▸ Text for analysis
____________
Turkish President Erdogan’s claim that Columbus encountered a mosque in Cuba (the explorer actually saw a rock whose shape he compared to the dome of a mosque) and a Saudi Imam claiming that Columbus had sailed to America to attack Muslims are typical of an emerging genre of Muslim revisionist history that lays claim to America based on an imaginary earlier Muslim presence here.
While these examples may be laughable, Muslim historical revisionism has taken root in academia. It can be found in PBS broadcasts and in a recent New York Times piece.
In the New York Times, Peter Manseau asserts that, “There is an inconvenient footnote to the assertion that Islam is anti-American: Muslims arrived here before the founding of the United States — not just a few, but thousands.”
The description of Islam as anti-American has nothing to do with the Muslim date of arrival. Instead it refers to Islam’s theocratic erosion of the line between mosque and state, its theological doctrines of violence against non-Muslims and women, as well as the belief of a succession of killers crying “Allahu Akbar” that they can achieve a paradise full of virgins by killing Americans. The Muslims who had the biggest influence on the United States were nineteen men who boarded planes on September 11.
But Manseau goes on to offer up three examples of Muslims in the early days of the United States.
“In 1528, a Moroccan slave called Estevanico was shipwrecked along with a band of Spanish explorers near the future city of Galveston, Tex. The city of Azemmour, in which he was raised, had been a Muslim stronghold against European invasion until it fell during his youth. While given a Christian name after his enslavement, he eventually escaped his Christian captors and set off on his own through much of the Southwest.”
Manseau neglects to mention that Estevanico or Esteban de Dorantes was African, not Arab. Morocco was a major slave market and Africans in Morocco today are still often taunted as slaves. If Estevanico was ever Muslim, it was because he or his ancestors had been enslaved and converted to Islam.
And Manseau’s history only gets worse.
Estevanico didn’t escape his masters. He set out as a scout for them. He did disobey them by resuming a faith healing routine that began during an earlier journey in which he along with some members of his expedition claimed to be a “Son of the Sun” and cured diseases with the sign of the cross.
It’s hard to think of a less Islamic form of behavior.
During his expedition, Estevanico pretended to be a shaman, gathered followers, including a harem, and demanded turquoise and women from the local Indians in exchange for magical healing. Meanwhile he sent back crosses of different sizes to his Spanish masters to show them the most promising Indian villages. Eventually he reached the Zuni who killed him for, in some accounts, wearing offensive shamanic clothing from other tribes or for demanding women from them.
Zuni accounts claim that he molested their women. A similar report comes from Coronado who said that, "The Indians say that they killed him here because the Indians of Chichiticale said that he was a bad man and not like the Christians who never killed women, and he killed them, and because he assaulted their women, whom the Indians love better than themselves."
Black nationalists tried to make a hero out of Estevanico, but he makes a remarkably poor hero. He was a scam artist exploiting the native population, aiding the Spaniards and abusing women along the way. Some of this makes him a tolerably passing Muslim, but there is no real evidence that he was a Muslim aside from his land of origin. At times he appears to have practiced Christianity and later adopted the persona of an Indian shaman. Manseau tries to put the best face possible on his history but deceives readers in much the same way that his hero deceived the native population.
____________
▸ About this task
According to the article on claims of an early Muslim presence in America, what did Columbus actually see in Cuba? The records that follow can be set aside; no task depends on them.
____________
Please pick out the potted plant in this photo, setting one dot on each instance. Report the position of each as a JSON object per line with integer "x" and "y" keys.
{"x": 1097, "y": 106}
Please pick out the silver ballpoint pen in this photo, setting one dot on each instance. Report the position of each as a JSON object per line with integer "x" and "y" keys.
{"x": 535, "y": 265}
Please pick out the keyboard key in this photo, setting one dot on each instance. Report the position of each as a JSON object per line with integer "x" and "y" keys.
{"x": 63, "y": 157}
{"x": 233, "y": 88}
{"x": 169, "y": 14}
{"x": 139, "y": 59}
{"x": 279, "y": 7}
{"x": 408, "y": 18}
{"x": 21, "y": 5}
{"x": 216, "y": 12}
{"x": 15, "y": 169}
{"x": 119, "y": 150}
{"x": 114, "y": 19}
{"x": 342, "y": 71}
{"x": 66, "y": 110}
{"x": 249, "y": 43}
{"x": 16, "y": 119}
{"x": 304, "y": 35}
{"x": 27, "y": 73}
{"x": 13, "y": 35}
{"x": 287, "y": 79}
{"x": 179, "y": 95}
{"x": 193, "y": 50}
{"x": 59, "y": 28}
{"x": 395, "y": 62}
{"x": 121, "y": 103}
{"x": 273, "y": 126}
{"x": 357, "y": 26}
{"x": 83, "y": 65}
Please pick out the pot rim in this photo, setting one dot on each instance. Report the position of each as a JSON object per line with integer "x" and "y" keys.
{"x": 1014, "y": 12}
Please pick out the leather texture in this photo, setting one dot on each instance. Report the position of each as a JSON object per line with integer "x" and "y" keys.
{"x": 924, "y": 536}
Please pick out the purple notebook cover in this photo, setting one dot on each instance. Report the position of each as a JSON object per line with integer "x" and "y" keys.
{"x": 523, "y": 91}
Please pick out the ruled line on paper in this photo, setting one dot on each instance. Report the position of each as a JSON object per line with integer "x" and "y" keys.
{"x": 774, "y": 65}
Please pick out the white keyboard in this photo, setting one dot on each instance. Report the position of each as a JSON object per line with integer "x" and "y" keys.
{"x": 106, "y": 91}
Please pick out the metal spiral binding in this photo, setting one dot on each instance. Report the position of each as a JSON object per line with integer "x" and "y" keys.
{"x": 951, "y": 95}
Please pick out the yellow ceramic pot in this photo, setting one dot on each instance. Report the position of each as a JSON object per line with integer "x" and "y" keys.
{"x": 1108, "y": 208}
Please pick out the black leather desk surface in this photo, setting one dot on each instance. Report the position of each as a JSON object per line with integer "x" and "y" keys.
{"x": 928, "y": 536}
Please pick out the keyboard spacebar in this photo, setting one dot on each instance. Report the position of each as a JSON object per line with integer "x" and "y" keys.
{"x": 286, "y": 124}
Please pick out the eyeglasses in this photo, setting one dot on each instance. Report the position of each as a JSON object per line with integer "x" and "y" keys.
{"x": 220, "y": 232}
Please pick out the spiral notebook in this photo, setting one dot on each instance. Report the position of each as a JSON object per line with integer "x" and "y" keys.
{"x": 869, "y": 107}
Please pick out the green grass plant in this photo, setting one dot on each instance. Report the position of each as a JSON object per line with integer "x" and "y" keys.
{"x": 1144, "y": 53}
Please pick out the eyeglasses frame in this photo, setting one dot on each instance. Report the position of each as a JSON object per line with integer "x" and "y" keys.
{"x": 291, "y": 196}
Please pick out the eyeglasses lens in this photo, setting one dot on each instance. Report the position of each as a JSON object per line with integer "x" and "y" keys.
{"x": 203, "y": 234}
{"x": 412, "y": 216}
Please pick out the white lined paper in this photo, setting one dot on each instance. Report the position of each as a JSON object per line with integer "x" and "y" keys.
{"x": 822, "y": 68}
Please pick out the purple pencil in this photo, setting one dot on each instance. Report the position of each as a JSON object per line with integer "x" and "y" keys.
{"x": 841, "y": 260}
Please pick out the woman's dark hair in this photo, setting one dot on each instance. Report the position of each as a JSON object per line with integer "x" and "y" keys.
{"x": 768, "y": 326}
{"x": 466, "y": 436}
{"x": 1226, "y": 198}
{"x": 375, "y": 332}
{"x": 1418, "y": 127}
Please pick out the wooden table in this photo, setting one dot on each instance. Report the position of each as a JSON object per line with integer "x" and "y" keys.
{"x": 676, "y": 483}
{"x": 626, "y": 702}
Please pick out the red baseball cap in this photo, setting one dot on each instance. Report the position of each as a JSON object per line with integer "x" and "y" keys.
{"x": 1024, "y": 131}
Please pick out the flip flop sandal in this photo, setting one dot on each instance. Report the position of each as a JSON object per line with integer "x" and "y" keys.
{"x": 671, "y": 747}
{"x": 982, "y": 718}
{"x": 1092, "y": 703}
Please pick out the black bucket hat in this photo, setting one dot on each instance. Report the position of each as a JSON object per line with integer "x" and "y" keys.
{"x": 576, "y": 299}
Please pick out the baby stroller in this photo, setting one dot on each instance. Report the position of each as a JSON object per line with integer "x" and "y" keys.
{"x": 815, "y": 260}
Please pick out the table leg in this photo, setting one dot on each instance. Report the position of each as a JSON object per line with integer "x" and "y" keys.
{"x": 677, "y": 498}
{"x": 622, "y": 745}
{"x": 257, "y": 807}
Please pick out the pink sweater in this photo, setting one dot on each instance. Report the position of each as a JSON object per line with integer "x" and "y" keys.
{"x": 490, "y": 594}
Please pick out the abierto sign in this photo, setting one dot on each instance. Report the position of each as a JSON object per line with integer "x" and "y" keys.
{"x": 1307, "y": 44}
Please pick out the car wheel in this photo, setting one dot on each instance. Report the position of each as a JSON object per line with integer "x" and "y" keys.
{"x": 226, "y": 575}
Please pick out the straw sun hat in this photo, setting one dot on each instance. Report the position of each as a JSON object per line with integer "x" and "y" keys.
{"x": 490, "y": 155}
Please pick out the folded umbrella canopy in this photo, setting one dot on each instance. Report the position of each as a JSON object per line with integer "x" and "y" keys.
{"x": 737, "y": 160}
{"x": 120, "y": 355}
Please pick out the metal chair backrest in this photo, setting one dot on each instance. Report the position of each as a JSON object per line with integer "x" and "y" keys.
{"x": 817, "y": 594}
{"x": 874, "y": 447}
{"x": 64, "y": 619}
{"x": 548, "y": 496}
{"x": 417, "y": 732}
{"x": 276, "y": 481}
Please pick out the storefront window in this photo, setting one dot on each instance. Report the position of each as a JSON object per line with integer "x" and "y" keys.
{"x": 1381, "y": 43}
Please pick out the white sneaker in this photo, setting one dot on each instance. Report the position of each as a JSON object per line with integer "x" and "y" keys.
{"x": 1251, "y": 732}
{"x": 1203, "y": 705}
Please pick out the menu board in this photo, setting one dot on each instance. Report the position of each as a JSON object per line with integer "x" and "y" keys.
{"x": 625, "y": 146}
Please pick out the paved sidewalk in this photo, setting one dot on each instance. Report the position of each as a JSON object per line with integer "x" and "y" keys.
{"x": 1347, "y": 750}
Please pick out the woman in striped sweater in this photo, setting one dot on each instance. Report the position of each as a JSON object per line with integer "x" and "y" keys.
____________
▸ Task response
A rock whose shape he compared to the dome of a mosque.